▶ [Text block]
After a year-long festival circuit run that resulted in multiple awards, Bastards’ Road will be released on DVD, VOD, and on digital platforms in North America on May 11, just in time for Memorial Day. In this documentary (winner of the Jury Award at the Naples International Film Festival and the Slamdance Audience Award among others), Baltimore and Washington D.C.-based director Brian Morrison follows veteran Marine Jon Hancock as he traverses the United States by foot, intermittently visiting other members of his 2/4 Marine unit along the way. Through talking heads, fly-on-the-wall coverage, and even smartphone diary entries, the viewer gets a startlingly realistic look at the lives of veterans.

“Look at anything that comes out of Hollywood right now,” Hancock says. “If a character is introduced, and they’re a veteran, there’s gonna be PTSD. There’s gonna be flashbacks. [They’re] gonna be curled up in a corner, and something’s gonna happen. He’s gonna grab a knife. I mean, it’s so stereotypical that every single veteran looks at it and turns the TV [off] ‘cause we’re like, ‘That’s wrong and stupid.’”

Despite toting a gritty, independent spirit, Bastards’ Road does not sacrifice any of the cinematic professionalism that the Hollywood studio system flaunts. Despite the documentary’s logistical obstacles, Morrison—in his feature directorial debut, no less—pulls off an impressive technical showcase, implementing swooping drone shots and crystal-clear shot composition while following Jon off the side of some of America’s most desolate major road networks.

That’s not to say that the action behind the camera was as seamless as the action inside the frame. “I’m trying to nail down a moving target,” Morrison says. “Jon would send me a GPS pin, and I would identify the closest airport, fly in, and stuff as much gear into a rental car possible, and just track him down on the side of the highway.”

▶ [Short exercise A] In the film article, on what date will Bastards’ Road be released in North America?
▶ [Short exercise B] Restate the film article between "Despite toting a" and "major road networks.", inclusive, swapping "drone" for "aerial".

▶ [Data]
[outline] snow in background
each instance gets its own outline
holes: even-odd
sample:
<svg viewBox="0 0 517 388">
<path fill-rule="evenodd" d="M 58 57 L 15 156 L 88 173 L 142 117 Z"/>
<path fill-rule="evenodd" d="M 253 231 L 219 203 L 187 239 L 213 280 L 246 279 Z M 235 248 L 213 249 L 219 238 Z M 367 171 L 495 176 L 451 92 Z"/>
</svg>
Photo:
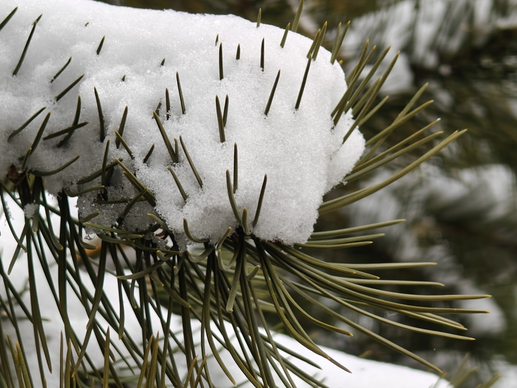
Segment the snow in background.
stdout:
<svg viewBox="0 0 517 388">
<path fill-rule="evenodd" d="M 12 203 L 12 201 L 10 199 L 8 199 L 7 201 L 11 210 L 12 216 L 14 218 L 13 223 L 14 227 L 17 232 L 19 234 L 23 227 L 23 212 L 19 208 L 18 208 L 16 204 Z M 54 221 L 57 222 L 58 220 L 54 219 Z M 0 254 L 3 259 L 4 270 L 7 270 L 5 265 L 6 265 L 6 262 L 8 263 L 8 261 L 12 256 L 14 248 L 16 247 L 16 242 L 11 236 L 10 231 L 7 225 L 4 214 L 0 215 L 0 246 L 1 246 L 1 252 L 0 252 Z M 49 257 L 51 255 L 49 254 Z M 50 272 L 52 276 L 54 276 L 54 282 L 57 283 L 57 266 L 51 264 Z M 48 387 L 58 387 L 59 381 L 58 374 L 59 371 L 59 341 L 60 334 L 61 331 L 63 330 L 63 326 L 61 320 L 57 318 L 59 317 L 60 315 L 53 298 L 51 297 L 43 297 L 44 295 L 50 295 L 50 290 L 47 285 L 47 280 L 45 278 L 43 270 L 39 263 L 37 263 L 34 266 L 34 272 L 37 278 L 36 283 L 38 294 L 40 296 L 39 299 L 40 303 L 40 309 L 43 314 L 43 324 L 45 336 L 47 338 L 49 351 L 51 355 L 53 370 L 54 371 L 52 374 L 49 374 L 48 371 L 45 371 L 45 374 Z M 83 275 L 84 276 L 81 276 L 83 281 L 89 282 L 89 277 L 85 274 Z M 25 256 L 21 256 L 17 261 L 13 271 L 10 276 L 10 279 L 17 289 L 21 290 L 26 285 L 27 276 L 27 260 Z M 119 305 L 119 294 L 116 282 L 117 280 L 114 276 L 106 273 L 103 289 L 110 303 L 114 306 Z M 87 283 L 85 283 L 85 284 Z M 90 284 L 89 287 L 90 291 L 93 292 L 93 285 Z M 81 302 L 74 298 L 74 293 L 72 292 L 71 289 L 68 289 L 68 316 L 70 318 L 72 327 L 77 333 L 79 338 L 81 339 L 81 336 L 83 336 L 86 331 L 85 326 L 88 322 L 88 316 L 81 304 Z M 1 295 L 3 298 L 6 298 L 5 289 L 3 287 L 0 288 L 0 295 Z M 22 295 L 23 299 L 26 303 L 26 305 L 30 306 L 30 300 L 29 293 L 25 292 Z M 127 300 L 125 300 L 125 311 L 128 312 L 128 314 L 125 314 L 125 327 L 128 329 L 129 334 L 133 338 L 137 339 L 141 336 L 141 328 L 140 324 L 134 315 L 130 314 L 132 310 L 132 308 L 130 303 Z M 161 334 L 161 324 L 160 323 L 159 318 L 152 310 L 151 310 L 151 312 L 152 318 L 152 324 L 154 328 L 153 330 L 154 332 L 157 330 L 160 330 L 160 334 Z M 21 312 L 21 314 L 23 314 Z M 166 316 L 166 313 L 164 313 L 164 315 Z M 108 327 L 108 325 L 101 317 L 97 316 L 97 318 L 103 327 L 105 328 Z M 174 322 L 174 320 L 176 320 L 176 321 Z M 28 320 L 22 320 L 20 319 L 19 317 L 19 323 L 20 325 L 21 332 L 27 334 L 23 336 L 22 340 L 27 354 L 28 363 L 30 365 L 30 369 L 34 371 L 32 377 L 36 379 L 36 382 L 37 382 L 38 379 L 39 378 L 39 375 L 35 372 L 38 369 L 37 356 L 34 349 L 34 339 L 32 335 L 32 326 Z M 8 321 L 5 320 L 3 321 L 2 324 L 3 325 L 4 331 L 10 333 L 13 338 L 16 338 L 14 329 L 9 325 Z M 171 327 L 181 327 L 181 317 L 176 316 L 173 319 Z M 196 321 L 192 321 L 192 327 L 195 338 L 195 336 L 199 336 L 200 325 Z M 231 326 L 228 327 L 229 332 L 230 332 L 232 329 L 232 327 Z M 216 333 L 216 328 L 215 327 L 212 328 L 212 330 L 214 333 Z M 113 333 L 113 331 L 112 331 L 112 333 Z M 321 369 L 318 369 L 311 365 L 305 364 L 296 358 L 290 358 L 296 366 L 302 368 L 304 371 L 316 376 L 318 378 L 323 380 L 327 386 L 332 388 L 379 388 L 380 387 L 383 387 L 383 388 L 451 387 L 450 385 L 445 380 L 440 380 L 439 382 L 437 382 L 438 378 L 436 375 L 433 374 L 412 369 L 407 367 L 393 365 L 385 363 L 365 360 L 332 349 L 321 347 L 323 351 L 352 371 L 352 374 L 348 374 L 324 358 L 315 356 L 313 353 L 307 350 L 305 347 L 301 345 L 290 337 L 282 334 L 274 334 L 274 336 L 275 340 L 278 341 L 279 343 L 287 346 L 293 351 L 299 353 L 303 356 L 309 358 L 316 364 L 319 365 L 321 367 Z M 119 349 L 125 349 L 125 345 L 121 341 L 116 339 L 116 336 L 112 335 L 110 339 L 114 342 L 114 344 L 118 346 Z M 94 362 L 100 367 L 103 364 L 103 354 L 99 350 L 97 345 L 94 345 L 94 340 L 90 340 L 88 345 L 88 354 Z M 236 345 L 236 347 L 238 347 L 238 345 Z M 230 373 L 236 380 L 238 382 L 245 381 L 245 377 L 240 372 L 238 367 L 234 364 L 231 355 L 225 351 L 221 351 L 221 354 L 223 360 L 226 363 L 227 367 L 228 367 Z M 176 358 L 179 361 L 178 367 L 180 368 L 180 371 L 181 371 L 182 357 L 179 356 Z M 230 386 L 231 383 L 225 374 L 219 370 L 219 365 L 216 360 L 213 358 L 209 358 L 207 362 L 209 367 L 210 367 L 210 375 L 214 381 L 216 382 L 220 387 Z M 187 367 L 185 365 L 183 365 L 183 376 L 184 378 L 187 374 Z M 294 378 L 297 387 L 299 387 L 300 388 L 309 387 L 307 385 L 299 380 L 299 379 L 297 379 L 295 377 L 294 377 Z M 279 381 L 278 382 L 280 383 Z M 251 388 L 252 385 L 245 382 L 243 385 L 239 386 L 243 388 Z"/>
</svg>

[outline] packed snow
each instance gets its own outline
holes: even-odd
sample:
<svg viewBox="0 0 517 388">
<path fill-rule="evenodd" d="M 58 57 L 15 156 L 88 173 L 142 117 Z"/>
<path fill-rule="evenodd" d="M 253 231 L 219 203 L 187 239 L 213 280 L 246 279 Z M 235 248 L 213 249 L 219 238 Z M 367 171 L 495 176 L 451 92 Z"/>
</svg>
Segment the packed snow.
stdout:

▶ [Reply A] May 11

▶ [Reply B]
Despite toting a gritty, independent spirit, Bastards’ Road does not sacrifice any of the cinematic professionalism that the Hollywood studio system flaunts. Despite the documentary’s logistical obstacles, Morrison—in his feature directorial debut, no less—pulls off an impressive technical showcase, implementing swooping aerial shots and crystal-clear shot composition while following Jon off the side of some of America’s most desolate major road networks.